● **DATASET**

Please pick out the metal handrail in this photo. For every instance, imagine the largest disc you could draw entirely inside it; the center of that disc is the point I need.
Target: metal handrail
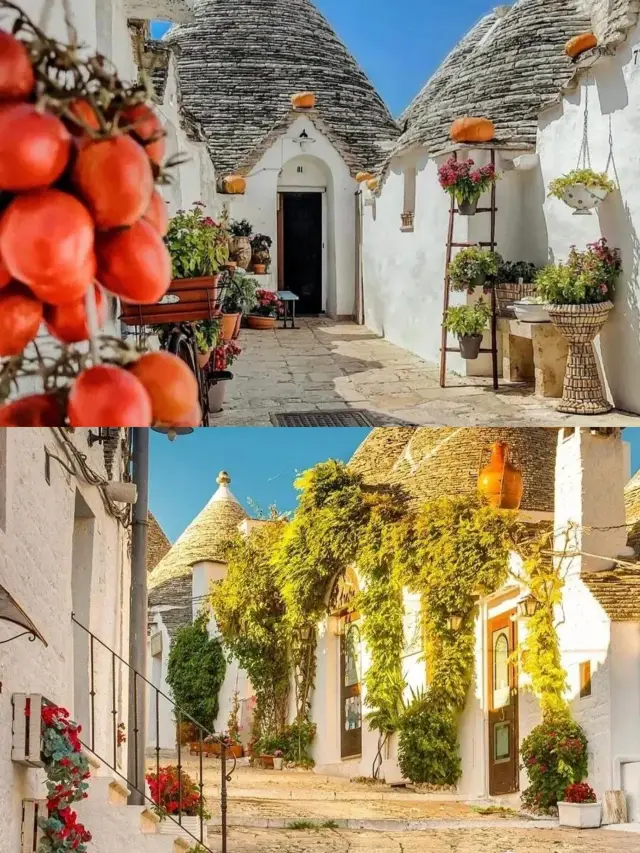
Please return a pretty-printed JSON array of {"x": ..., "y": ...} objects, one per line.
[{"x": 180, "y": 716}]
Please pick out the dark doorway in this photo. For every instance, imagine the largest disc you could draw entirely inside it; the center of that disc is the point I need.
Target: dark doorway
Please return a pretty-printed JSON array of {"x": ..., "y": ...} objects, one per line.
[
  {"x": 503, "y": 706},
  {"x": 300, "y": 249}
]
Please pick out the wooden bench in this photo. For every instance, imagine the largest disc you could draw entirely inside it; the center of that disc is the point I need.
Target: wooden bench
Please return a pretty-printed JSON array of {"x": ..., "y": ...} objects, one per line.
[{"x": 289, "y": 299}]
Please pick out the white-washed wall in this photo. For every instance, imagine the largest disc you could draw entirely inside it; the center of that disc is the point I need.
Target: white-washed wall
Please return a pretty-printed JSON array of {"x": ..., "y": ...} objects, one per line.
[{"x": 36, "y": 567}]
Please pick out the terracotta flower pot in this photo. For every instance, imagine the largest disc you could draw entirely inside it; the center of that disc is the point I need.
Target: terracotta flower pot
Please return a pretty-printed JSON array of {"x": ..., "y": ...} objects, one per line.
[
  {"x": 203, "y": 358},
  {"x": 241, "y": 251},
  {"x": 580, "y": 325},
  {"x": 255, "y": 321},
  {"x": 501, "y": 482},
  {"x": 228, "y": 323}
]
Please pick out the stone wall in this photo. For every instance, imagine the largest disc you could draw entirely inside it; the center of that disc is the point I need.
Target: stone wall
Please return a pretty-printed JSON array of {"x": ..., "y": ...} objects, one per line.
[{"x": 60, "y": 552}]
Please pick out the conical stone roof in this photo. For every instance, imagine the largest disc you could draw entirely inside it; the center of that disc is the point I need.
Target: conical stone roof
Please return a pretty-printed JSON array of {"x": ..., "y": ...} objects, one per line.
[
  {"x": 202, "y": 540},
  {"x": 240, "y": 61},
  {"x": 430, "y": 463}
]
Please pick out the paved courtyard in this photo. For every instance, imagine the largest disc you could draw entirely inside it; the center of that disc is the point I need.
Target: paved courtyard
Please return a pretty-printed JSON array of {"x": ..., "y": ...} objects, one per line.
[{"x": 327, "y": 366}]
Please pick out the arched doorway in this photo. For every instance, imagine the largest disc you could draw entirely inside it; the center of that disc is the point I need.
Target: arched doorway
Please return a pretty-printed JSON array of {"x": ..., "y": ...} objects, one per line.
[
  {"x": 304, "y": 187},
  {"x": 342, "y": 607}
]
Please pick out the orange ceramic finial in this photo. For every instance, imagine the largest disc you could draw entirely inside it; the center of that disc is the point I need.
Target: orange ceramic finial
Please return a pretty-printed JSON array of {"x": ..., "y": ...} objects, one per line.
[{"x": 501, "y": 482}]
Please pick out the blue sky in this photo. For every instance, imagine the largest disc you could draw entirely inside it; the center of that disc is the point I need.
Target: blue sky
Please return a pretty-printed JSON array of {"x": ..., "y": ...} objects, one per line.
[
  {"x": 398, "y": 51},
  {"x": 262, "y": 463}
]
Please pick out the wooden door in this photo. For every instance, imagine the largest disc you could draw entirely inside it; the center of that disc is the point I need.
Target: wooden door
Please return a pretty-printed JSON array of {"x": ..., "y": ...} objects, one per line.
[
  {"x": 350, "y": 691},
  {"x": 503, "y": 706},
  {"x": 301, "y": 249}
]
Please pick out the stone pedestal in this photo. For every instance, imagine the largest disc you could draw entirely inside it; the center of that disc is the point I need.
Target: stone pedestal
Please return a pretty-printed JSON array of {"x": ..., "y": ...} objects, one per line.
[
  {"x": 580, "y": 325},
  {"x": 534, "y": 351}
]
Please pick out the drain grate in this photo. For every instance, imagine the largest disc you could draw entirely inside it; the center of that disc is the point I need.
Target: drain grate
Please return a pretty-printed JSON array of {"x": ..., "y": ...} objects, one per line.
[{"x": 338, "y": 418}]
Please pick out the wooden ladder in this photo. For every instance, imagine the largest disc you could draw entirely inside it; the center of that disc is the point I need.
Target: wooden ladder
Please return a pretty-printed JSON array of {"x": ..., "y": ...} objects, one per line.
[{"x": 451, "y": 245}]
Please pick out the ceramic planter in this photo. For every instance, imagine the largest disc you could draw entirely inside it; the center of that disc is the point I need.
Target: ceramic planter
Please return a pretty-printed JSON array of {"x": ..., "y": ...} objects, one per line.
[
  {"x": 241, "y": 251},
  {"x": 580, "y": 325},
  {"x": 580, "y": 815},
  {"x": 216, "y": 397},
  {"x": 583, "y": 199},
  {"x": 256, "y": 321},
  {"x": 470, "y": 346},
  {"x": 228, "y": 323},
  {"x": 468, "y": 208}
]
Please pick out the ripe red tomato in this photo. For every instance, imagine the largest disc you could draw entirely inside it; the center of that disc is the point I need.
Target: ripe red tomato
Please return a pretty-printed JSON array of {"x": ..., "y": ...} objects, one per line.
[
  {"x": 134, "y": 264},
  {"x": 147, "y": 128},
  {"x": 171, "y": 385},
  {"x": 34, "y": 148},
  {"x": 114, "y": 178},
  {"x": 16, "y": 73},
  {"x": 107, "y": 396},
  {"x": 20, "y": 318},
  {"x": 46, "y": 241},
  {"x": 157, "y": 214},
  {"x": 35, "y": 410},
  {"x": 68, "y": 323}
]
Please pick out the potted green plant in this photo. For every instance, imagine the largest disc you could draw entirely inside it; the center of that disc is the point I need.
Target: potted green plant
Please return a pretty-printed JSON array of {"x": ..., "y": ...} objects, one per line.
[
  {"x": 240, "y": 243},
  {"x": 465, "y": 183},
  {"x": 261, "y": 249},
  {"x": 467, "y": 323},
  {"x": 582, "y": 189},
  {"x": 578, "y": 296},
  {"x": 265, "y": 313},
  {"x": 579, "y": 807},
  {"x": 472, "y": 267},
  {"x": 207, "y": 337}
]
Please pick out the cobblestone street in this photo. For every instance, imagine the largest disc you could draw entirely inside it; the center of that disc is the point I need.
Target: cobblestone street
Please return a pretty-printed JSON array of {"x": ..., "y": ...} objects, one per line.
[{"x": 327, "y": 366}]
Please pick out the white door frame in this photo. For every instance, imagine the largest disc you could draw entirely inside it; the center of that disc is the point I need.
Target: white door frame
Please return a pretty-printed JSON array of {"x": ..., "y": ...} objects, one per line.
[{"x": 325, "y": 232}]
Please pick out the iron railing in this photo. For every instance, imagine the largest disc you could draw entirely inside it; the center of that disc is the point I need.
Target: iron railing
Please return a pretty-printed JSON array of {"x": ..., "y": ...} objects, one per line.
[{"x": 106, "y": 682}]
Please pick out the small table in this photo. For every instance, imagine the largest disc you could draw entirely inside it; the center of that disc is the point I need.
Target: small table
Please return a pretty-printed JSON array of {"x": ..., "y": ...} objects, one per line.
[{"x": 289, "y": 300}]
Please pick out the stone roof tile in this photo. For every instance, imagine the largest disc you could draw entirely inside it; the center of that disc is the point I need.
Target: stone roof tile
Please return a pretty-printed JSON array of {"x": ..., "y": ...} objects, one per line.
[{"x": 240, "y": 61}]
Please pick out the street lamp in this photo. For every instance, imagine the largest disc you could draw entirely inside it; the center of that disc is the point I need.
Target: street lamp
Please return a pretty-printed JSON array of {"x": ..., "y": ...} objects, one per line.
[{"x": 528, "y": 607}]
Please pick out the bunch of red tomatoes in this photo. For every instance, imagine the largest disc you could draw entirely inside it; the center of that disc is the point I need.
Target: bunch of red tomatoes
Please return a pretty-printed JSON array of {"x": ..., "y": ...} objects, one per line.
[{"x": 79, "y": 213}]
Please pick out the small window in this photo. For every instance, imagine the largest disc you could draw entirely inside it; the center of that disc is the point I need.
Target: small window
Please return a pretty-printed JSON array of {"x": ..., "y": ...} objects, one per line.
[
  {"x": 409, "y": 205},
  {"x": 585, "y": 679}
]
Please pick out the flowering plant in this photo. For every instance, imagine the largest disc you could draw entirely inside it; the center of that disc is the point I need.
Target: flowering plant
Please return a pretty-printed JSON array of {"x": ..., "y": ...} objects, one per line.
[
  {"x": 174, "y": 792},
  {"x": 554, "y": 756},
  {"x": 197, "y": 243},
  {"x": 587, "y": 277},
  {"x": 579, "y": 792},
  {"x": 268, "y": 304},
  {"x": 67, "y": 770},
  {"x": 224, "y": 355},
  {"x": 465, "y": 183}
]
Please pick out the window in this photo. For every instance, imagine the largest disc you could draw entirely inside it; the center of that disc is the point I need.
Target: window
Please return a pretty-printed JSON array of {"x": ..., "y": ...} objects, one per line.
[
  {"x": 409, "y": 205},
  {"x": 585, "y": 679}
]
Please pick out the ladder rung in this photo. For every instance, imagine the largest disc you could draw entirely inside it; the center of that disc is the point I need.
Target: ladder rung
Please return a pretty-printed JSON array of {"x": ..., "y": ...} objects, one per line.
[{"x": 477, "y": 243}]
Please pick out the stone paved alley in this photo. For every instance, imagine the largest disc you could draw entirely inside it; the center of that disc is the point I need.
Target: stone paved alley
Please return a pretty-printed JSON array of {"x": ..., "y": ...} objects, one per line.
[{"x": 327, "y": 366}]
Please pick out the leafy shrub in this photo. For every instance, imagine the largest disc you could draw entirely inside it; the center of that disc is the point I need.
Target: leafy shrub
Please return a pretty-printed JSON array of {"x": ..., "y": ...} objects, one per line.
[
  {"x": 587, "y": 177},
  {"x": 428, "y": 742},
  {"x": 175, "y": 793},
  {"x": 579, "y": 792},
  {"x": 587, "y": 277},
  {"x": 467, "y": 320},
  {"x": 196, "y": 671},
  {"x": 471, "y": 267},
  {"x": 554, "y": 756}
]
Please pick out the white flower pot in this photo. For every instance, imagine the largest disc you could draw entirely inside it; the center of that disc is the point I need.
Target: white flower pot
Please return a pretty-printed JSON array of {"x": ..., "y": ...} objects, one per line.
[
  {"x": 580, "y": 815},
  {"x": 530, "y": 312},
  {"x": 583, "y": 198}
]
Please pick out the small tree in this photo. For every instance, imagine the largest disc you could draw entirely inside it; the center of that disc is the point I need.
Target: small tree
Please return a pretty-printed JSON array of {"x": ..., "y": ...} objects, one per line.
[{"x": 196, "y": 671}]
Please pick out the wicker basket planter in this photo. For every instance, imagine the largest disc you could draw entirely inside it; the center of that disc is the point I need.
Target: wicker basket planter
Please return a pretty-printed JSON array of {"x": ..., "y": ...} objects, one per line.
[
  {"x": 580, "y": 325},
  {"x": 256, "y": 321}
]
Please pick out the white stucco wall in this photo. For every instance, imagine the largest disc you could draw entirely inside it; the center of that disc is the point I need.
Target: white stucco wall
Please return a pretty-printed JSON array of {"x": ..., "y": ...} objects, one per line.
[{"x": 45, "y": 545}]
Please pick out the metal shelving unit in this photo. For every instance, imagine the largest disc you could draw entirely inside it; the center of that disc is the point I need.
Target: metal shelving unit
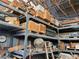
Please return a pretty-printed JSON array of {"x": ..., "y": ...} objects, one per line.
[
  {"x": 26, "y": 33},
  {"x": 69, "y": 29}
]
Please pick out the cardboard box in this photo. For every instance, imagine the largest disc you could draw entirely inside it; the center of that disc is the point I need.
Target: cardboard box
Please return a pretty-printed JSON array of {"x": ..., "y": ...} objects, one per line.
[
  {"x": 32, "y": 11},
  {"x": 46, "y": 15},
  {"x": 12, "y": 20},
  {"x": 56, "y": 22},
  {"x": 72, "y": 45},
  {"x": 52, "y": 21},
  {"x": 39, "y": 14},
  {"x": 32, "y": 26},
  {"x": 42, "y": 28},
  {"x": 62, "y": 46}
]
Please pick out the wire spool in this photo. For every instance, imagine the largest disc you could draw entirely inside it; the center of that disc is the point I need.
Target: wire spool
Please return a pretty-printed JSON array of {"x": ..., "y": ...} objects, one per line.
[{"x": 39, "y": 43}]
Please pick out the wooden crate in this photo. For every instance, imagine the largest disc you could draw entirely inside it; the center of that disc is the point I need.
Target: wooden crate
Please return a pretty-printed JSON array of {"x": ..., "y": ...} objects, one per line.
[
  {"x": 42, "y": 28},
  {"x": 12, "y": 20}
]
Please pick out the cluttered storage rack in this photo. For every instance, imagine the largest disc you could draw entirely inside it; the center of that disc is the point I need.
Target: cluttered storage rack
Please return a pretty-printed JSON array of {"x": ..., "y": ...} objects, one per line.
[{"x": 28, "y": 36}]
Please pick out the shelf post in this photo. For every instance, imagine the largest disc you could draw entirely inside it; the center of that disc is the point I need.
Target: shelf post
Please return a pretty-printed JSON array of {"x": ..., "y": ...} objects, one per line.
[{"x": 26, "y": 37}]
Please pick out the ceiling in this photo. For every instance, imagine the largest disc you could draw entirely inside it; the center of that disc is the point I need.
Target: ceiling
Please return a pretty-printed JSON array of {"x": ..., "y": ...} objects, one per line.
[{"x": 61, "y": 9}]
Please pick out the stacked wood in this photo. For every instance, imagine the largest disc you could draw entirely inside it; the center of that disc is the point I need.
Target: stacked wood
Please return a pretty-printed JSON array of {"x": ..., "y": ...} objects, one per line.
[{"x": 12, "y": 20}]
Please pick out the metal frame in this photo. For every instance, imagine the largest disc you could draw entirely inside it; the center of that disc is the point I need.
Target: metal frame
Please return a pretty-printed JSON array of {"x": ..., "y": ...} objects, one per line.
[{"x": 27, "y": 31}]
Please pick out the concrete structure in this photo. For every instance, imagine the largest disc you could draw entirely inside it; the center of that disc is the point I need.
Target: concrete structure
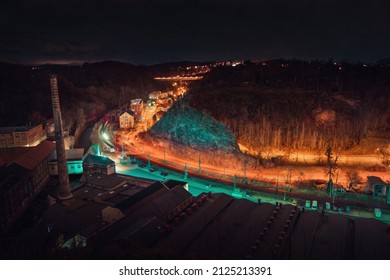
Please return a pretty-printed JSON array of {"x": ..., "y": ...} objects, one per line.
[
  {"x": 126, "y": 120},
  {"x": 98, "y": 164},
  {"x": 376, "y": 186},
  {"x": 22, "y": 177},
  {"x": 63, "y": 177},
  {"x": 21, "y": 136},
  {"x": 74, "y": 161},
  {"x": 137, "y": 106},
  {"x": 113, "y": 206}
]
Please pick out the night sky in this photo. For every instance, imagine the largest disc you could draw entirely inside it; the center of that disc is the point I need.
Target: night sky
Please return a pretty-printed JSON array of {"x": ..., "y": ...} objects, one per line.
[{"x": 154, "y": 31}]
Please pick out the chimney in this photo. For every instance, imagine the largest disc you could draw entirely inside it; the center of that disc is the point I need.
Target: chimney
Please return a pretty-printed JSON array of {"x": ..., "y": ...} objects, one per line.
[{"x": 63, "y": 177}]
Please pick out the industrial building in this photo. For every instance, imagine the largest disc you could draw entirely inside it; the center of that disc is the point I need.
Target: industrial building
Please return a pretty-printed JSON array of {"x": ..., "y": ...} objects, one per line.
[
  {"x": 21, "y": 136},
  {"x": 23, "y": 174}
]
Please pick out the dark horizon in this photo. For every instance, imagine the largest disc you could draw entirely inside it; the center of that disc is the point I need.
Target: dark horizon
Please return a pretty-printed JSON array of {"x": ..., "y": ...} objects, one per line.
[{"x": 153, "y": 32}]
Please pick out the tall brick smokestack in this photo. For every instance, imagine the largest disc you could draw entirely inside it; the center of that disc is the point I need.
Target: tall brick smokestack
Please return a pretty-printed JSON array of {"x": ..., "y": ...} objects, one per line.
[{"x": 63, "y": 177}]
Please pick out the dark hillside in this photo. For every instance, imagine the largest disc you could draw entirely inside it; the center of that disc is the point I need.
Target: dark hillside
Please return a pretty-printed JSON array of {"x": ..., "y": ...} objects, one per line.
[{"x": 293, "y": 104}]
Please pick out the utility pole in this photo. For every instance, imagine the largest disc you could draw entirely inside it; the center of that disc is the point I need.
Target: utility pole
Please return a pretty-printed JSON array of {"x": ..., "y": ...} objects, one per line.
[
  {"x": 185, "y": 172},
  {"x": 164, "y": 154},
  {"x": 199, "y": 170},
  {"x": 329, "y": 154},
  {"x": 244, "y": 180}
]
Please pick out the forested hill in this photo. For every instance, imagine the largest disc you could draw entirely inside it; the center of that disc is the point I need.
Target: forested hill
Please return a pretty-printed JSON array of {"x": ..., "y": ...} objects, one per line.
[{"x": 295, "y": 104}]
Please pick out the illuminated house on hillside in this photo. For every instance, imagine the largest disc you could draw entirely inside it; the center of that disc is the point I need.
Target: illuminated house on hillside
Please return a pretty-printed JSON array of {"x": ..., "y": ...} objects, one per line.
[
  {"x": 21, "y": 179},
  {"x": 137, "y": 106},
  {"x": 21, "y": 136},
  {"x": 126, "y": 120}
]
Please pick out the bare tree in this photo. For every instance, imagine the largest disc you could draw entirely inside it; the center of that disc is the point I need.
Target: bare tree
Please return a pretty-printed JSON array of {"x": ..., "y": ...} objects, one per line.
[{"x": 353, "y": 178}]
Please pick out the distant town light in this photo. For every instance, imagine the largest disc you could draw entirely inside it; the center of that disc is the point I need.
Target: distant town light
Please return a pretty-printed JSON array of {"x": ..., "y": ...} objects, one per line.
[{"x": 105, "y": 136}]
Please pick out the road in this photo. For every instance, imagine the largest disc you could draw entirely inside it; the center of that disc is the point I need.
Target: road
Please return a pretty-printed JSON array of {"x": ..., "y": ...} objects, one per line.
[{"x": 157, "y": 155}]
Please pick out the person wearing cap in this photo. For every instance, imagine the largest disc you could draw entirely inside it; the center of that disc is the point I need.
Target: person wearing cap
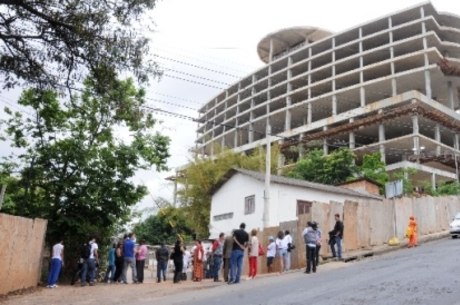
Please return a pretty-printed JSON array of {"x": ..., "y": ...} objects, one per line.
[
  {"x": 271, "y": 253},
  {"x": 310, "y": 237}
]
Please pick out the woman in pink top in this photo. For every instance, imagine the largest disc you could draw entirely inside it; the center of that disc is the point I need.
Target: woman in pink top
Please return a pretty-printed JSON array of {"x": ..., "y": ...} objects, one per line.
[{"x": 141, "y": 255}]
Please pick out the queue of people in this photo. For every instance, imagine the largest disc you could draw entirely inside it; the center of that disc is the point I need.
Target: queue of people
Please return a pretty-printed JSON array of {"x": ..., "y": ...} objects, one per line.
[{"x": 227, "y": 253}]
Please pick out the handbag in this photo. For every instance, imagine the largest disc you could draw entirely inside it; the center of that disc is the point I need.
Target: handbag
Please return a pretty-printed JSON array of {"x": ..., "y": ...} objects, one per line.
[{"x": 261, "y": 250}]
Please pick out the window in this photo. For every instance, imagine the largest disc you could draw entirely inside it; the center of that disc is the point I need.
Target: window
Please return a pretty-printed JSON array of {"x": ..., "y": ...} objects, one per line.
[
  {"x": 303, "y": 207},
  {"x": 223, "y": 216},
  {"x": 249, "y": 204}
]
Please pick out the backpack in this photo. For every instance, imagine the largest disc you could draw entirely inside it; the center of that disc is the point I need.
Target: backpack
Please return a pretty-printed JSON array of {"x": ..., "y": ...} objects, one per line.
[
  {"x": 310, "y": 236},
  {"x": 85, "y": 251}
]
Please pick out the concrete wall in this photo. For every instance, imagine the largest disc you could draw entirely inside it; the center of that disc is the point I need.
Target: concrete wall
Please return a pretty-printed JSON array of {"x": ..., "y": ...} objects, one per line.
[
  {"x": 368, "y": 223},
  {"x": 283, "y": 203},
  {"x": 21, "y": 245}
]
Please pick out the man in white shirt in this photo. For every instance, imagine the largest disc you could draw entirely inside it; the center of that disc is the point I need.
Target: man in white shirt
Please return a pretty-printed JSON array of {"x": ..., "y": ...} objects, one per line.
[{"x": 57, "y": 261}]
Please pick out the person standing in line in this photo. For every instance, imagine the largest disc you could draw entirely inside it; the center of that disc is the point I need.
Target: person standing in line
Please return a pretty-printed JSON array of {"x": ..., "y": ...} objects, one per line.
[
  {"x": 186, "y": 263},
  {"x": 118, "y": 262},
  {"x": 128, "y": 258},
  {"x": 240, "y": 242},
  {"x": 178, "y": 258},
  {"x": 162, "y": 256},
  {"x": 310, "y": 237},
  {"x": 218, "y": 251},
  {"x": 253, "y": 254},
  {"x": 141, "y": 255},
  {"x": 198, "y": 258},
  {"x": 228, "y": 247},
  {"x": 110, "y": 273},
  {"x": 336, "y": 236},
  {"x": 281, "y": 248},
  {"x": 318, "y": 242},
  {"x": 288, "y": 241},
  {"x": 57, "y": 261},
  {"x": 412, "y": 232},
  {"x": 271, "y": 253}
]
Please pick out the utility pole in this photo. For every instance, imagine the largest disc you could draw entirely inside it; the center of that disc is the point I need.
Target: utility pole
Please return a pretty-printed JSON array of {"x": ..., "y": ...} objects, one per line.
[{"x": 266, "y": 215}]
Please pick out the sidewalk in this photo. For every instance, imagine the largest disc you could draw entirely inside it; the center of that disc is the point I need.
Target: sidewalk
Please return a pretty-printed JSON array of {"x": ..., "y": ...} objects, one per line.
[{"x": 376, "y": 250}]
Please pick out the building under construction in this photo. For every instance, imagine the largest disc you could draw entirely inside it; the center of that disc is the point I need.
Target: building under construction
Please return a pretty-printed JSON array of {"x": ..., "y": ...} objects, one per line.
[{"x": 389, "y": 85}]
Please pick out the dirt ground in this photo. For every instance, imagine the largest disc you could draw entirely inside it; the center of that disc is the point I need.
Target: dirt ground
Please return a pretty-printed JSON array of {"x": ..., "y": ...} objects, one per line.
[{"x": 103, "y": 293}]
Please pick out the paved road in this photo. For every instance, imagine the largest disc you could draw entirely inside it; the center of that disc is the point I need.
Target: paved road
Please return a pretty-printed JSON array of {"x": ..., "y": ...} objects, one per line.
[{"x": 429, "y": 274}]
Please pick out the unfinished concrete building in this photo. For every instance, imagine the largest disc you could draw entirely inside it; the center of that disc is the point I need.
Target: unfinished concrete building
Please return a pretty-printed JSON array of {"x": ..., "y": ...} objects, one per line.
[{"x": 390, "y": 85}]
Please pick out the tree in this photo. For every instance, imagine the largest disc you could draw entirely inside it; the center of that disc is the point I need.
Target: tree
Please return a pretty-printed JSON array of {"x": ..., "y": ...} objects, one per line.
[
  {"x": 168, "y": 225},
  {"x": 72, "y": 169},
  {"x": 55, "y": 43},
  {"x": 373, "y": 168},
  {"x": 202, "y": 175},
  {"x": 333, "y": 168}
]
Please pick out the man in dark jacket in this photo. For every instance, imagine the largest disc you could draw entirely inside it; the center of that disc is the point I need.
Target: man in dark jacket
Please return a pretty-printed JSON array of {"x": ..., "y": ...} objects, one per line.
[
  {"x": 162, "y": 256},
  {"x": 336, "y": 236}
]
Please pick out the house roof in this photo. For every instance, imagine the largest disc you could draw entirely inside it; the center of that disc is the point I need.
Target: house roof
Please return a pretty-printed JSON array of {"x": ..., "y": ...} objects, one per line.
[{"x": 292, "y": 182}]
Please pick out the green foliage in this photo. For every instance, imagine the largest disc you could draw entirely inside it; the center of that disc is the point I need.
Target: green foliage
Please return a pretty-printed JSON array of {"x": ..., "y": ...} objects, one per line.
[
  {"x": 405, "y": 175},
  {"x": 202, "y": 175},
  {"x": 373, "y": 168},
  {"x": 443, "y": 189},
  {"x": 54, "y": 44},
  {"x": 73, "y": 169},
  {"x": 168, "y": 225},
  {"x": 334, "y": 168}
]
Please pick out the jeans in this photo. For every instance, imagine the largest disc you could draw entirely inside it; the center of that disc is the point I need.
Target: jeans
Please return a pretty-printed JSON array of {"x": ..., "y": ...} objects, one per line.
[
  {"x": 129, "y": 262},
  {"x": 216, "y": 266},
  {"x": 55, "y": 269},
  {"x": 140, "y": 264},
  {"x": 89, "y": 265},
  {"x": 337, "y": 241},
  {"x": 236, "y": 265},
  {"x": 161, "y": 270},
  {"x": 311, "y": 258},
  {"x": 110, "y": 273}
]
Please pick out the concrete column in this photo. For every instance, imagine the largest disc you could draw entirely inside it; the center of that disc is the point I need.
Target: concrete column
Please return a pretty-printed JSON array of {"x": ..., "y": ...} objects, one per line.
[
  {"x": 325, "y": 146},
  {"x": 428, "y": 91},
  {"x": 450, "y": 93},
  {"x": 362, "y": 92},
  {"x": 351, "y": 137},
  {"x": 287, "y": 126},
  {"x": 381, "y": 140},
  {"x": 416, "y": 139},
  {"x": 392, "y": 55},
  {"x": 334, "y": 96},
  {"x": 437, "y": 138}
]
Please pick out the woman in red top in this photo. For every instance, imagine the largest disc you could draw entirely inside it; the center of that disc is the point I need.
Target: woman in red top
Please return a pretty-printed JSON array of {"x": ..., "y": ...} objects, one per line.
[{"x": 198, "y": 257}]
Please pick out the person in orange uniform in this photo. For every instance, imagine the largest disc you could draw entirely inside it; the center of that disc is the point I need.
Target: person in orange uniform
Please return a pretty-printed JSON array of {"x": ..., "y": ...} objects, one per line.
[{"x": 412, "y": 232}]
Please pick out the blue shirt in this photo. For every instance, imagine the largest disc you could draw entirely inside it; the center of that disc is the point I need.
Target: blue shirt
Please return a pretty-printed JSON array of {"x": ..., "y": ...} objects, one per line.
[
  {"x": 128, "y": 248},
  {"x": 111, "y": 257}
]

● **STATED EXERCISE**
From the line containing "Please pick out the woman in red" down to the final line of the data, write out every line exactly; both the first and last of these belong in your answer, and nothing else does.

● **THE SOLUTION**
Please pick out the woman in red top in this photo. For every instance, imagine the largest disc you could draw entirely inside it; the center of that disc is the point I need.
Target: woman in red top
Please return a pretty-printed JSON array of {"x": ..., "y": ...} objects, one per line.
[{"x": 198, "y": 257}]
Please pick out the person in orange uniform in this photo. For every instance, imagine the largest disc you could draw entirely inside it; the center of that disc is the point I need.
Target: person in orange uniform
Please return a pretty-printed JSON array of {"x": ..., "y": ...} objects, one per line.
[{"x": 412, "y": 232}]
Please pick out the blue shirt in this photo. For every instance, imagine the largest disc you could draw entirely inside it; the center of that disc is the point I need.
Target: blue shirt
Please return a pretty-printed JSON array of {"x": ..., "y": ...} objects, one per line.
[
  {"x": 128, "y": 248},
  {"x": 111, "y": 257}
]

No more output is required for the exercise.